Task brief
Your answer should be only the lines below from the one with "--detect white cloud --format json_objects" to the one with "--detect golden field --format json_objects", repeated exactly, ends included.

Raw data

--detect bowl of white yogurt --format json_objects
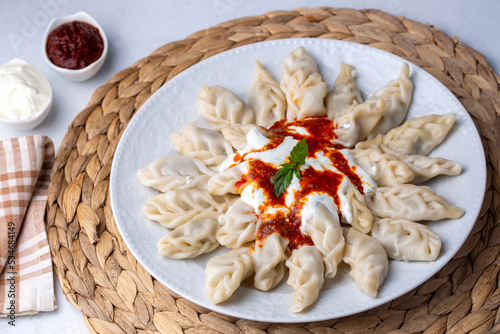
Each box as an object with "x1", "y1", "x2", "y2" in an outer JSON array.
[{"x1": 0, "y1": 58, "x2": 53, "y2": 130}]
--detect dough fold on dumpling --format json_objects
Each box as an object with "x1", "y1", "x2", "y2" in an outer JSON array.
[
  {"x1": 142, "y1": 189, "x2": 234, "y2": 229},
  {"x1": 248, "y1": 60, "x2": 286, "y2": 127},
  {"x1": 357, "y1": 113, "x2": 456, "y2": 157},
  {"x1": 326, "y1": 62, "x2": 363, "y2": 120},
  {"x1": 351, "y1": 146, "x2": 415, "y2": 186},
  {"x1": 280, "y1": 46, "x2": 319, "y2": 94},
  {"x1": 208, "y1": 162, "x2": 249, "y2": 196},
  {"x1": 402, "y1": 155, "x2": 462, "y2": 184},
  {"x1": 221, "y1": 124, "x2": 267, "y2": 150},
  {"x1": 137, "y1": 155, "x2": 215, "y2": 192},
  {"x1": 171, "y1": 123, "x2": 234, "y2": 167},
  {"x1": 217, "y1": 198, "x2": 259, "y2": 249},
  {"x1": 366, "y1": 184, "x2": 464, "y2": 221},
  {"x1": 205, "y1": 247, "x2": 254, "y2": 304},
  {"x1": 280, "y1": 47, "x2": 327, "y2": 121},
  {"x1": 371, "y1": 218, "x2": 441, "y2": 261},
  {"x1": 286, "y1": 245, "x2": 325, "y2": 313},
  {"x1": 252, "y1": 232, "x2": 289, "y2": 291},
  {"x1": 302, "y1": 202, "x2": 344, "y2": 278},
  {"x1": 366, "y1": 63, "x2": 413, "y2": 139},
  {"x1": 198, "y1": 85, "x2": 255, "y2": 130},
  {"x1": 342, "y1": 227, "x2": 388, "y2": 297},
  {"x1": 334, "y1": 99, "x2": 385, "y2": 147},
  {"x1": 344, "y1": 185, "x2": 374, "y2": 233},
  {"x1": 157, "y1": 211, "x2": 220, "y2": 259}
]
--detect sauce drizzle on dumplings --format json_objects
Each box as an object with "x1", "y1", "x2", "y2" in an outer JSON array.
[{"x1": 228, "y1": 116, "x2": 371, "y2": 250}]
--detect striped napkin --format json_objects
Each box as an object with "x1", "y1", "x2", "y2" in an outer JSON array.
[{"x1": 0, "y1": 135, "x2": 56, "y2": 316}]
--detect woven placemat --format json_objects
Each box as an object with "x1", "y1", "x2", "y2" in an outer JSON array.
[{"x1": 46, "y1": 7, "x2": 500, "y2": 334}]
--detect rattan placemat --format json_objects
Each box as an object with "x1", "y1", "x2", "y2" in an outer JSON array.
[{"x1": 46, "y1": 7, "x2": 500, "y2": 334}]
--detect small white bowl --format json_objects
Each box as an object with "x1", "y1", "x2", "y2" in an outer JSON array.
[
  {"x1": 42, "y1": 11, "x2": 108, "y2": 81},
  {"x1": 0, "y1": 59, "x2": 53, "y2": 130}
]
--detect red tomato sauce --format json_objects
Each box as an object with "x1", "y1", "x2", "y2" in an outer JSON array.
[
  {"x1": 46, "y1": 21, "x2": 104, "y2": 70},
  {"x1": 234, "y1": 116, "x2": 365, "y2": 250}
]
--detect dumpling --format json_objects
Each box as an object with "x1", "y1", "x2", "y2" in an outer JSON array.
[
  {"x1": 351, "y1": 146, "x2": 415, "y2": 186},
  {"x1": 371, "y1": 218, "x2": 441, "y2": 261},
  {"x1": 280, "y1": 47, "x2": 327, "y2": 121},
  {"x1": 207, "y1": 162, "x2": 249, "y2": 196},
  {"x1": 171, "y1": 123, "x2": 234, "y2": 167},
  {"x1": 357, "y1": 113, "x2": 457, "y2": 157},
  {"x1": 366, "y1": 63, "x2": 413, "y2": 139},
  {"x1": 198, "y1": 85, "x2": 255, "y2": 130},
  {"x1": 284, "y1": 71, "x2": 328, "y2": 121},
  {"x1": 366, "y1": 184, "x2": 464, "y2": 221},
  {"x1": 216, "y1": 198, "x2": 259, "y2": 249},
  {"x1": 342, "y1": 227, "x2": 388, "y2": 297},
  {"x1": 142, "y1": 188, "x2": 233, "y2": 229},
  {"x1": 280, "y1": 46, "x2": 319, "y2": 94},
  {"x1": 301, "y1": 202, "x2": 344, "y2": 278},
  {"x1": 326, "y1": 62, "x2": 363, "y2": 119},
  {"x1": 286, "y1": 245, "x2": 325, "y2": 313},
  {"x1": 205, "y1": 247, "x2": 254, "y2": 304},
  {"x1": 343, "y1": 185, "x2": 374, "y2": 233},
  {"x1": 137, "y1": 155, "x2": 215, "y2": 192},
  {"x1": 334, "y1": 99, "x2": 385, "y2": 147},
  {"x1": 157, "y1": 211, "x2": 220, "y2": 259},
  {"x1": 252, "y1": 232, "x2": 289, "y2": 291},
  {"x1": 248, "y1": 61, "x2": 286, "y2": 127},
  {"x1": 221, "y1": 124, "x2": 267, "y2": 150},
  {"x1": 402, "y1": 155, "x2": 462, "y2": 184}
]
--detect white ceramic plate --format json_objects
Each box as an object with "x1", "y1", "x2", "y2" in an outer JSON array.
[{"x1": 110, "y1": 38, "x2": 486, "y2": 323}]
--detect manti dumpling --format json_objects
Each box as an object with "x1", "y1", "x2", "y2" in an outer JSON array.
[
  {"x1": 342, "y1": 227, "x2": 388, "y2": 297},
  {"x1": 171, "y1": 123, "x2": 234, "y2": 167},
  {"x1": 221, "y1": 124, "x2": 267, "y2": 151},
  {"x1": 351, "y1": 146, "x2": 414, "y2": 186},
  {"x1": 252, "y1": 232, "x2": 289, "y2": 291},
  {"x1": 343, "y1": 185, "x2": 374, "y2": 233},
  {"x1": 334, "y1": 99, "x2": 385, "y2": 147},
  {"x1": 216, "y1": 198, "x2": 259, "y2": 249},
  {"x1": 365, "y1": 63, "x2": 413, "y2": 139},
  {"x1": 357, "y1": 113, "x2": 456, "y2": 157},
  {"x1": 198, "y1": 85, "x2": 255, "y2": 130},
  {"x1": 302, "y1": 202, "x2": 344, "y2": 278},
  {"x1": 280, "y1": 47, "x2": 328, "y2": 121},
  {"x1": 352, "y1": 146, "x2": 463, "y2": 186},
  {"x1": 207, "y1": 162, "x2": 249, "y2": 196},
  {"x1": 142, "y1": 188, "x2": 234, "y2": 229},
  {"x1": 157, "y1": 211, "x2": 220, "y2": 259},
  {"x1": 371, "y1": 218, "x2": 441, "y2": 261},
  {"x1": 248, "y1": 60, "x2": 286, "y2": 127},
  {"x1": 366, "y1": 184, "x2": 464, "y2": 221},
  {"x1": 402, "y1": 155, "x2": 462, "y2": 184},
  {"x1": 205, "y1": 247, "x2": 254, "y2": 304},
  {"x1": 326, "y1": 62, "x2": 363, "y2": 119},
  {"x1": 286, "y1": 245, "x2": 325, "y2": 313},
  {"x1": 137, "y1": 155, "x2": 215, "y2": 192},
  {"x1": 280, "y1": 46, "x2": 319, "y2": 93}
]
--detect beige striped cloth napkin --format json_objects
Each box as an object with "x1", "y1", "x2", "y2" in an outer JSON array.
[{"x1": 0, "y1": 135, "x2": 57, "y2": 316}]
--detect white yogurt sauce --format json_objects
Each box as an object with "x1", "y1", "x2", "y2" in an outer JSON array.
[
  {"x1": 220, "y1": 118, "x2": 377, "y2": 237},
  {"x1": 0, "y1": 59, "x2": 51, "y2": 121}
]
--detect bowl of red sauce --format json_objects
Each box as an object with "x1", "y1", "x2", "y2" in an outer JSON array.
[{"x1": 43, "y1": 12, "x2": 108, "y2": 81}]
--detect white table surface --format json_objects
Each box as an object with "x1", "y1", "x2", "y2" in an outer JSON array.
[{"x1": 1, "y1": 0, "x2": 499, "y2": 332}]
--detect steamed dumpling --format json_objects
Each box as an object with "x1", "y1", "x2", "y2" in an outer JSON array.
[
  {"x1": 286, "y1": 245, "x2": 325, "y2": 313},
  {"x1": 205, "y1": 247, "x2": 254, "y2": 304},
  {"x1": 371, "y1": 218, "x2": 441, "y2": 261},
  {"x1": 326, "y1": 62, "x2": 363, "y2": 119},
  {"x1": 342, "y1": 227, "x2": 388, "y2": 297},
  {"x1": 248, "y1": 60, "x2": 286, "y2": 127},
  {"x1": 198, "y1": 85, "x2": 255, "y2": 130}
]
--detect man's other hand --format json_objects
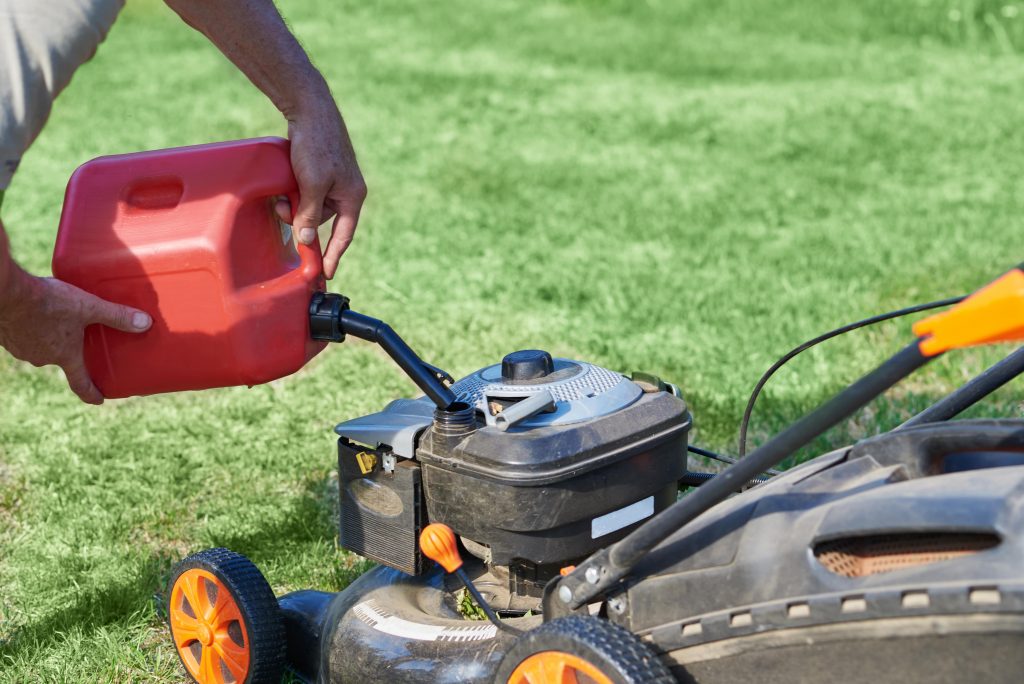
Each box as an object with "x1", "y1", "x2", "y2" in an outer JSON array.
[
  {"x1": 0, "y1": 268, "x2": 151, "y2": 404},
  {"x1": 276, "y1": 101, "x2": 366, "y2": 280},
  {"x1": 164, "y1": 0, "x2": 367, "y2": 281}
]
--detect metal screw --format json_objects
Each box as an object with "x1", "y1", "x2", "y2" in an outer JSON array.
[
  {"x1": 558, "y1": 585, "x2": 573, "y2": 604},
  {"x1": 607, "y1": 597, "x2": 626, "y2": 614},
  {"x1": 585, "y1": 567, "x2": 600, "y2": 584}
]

--

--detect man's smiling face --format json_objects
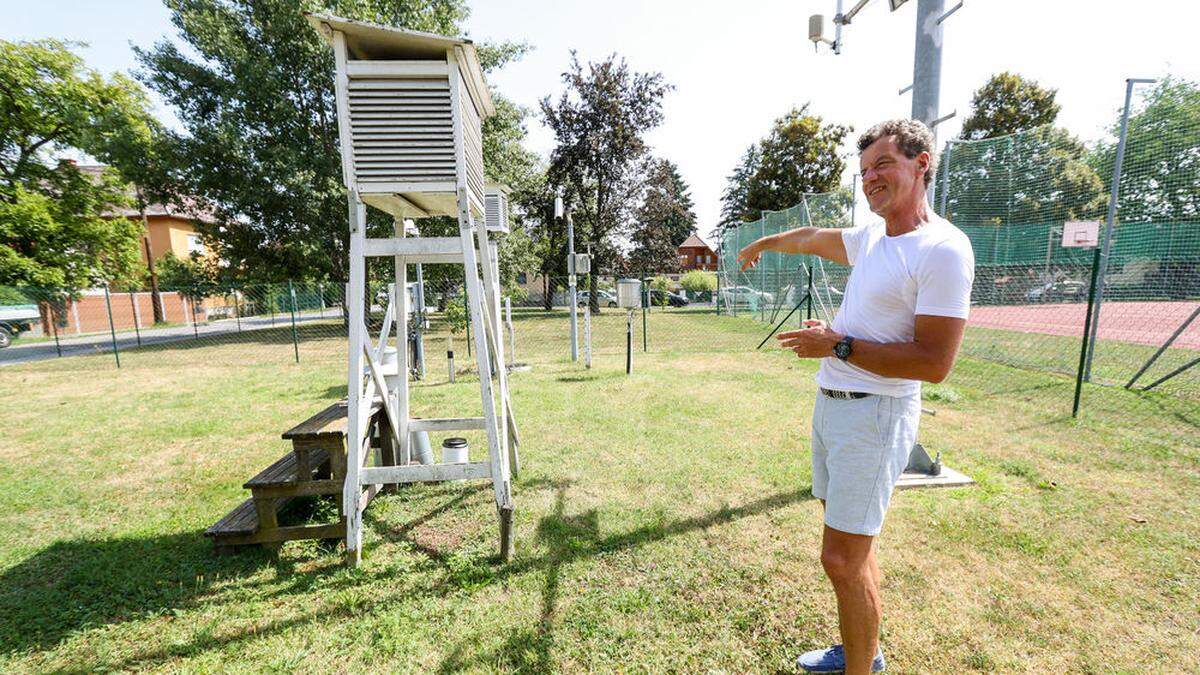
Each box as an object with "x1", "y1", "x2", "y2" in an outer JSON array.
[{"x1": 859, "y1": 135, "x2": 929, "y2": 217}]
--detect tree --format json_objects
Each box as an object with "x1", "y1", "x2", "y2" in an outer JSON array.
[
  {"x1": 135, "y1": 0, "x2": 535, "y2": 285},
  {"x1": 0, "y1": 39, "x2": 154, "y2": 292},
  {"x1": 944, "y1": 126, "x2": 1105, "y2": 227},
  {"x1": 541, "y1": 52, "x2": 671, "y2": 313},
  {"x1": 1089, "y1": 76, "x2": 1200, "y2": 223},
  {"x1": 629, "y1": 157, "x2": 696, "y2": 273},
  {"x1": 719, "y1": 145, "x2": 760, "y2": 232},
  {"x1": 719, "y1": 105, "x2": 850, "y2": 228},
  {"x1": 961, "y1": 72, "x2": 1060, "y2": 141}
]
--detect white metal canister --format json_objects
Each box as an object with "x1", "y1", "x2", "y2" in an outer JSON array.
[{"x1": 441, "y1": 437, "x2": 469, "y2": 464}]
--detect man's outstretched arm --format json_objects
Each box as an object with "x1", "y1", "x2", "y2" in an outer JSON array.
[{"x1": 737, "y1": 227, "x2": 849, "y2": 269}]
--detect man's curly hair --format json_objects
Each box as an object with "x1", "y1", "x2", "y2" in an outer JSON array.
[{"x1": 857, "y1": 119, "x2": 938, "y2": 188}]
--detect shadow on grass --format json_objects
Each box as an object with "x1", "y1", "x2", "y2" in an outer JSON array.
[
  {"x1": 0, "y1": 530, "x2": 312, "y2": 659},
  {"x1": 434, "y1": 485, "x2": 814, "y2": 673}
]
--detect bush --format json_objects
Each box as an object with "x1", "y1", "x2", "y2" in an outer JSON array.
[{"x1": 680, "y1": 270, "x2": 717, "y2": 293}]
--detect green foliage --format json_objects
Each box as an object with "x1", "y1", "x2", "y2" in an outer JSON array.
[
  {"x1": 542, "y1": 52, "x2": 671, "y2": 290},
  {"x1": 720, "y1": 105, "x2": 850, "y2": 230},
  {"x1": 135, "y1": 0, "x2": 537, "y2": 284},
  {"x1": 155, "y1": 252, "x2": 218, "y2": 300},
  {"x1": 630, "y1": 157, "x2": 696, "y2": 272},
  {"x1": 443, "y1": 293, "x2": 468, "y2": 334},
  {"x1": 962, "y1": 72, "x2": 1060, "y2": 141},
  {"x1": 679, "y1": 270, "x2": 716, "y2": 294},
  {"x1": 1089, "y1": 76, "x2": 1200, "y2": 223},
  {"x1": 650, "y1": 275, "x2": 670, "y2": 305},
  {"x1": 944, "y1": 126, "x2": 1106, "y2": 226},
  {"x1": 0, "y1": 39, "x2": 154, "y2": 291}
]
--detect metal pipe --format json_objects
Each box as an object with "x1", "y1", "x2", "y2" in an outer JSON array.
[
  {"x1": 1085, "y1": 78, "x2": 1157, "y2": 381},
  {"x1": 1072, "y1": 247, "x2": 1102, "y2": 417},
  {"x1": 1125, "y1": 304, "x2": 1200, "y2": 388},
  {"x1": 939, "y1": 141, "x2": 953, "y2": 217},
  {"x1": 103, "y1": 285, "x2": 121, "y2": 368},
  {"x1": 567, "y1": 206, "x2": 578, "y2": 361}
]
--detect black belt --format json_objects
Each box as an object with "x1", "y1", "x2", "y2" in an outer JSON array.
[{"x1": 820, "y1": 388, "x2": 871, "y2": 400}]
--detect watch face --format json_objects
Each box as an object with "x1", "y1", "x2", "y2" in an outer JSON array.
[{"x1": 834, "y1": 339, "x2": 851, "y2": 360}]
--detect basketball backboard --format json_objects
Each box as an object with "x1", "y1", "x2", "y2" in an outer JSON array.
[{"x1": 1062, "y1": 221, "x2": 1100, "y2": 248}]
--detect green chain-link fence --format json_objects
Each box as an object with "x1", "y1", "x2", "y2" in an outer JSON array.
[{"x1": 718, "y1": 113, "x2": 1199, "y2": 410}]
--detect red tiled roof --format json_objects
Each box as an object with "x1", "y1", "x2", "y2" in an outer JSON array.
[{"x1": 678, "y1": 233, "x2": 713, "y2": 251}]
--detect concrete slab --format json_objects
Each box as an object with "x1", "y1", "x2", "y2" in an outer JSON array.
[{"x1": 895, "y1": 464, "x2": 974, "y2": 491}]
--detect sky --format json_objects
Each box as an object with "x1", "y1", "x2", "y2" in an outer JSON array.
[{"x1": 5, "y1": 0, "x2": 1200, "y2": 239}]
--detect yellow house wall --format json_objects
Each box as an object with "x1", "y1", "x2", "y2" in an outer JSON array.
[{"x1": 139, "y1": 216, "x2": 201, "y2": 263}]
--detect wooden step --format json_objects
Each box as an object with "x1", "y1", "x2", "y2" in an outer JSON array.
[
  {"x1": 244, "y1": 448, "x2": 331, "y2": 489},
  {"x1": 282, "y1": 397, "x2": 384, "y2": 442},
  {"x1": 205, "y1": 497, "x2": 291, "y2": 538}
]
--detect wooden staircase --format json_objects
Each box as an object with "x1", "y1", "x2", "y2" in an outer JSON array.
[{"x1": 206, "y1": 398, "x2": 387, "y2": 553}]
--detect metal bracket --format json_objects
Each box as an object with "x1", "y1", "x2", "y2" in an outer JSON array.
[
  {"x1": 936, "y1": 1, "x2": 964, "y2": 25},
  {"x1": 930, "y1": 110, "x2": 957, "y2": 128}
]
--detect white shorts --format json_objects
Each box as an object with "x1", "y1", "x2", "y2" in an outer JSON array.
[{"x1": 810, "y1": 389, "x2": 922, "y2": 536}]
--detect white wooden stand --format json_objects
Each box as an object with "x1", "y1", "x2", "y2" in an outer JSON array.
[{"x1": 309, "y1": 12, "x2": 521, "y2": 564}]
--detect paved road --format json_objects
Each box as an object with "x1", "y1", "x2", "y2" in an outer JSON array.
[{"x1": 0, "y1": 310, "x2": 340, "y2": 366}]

==

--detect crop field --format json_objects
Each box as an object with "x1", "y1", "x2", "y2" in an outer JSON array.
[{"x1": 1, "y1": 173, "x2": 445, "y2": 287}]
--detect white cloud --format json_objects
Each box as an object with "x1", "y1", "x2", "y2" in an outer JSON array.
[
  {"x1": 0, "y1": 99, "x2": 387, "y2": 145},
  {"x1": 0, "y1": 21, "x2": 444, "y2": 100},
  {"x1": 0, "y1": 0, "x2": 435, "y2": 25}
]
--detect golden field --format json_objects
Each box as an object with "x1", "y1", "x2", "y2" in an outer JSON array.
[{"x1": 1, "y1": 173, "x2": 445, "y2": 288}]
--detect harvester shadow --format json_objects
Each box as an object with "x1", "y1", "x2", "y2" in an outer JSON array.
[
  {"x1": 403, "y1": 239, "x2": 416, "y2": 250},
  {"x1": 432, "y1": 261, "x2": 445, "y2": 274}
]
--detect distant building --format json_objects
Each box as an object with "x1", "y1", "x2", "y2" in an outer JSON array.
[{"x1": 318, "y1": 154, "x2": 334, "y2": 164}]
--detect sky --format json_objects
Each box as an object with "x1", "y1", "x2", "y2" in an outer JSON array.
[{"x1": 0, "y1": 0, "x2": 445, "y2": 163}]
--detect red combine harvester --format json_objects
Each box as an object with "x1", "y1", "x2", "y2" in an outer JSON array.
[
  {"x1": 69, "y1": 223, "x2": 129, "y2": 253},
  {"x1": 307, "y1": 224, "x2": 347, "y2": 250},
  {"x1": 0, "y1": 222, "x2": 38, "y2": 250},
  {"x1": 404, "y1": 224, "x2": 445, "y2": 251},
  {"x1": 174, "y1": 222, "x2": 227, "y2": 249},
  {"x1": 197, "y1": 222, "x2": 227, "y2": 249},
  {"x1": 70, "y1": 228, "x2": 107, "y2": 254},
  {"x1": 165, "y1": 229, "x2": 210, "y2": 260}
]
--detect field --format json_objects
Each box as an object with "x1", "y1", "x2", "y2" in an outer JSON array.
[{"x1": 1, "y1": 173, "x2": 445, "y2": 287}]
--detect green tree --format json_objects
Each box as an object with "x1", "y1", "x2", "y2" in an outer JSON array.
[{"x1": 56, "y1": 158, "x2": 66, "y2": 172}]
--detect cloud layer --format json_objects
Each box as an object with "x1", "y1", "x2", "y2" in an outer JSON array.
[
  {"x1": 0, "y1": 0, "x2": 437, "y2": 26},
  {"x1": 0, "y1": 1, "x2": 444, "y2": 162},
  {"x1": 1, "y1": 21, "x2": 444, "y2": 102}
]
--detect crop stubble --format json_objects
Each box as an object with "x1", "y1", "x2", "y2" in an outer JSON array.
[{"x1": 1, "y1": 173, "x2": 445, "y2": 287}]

Reply to the task
--detect white cloud --format json_objects
Each box as an object with "x1", "y1", "x2", "y2" in an outer JSON array.
[
  {"x1": 0, "y1": 99, "x2": 387, "y2": 145},
  {"x1": 0, "y1": 21, "x2": 444, "y2": 100},
  {"x1": 0, "y1": 0, "x2": 435, "y2": 25}
]
--detect golden field --format json_objects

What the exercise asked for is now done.